| Entries taken from a pointing dataset |
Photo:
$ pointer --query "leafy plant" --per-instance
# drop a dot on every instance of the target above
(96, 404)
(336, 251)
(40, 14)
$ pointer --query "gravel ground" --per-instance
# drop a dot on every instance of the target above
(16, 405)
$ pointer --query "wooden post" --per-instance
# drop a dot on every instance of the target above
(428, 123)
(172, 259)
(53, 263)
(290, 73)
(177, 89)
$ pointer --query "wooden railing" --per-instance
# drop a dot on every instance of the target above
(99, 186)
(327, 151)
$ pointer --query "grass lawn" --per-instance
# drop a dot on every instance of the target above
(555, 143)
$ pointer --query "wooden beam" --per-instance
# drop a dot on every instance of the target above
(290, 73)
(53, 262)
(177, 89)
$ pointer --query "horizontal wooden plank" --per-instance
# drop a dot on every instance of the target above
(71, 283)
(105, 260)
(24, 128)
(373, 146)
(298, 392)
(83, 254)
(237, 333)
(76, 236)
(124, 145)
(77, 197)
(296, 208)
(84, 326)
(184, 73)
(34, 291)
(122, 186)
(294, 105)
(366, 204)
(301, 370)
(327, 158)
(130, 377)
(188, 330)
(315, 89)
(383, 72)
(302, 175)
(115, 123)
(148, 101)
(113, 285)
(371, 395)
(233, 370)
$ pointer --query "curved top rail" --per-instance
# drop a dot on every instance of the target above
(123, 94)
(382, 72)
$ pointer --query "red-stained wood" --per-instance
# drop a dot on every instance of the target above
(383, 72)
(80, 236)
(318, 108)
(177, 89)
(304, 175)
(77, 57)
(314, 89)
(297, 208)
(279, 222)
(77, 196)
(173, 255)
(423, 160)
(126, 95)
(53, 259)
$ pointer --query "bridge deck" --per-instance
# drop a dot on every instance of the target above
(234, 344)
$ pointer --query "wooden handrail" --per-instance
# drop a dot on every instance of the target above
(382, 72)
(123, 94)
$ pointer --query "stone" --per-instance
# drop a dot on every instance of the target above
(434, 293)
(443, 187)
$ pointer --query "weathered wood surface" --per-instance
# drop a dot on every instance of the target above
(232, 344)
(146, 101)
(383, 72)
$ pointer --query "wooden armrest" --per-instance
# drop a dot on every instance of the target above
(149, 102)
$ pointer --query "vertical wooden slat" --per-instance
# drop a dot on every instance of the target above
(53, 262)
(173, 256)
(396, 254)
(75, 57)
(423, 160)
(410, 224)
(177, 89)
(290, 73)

--

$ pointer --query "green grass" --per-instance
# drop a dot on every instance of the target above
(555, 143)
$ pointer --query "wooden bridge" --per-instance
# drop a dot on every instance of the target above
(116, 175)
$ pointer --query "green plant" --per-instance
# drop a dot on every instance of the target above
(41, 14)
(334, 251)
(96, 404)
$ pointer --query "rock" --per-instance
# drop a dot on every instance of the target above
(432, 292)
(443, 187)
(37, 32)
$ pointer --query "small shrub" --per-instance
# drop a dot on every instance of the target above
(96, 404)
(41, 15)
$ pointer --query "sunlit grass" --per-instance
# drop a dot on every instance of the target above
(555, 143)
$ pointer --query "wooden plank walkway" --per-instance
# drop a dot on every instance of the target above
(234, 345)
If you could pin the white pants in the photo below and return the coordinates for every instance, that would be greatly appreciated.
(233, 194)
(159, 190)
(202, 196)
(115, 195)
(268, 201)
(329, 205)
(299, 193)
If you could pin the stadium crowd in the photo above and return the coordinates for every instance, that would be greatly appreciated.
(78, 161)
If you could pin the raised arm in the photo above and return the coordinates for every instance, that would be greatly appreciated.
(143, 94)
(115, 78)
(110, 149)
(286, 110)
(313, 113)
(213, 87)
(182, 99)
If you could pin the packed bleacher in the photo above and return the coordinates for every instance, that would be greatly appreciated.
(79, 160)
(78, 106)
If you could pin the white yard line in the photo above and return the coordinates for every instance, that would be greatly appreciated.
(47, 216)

| Instruction |
Find each line in the listing above that contains the string "green" and copy those lines out. Treat the match as case-sensitive.

| Result of the task |
$ pointer --query "green grass" --per-instance
$ pointer --query "green plant" --per-instance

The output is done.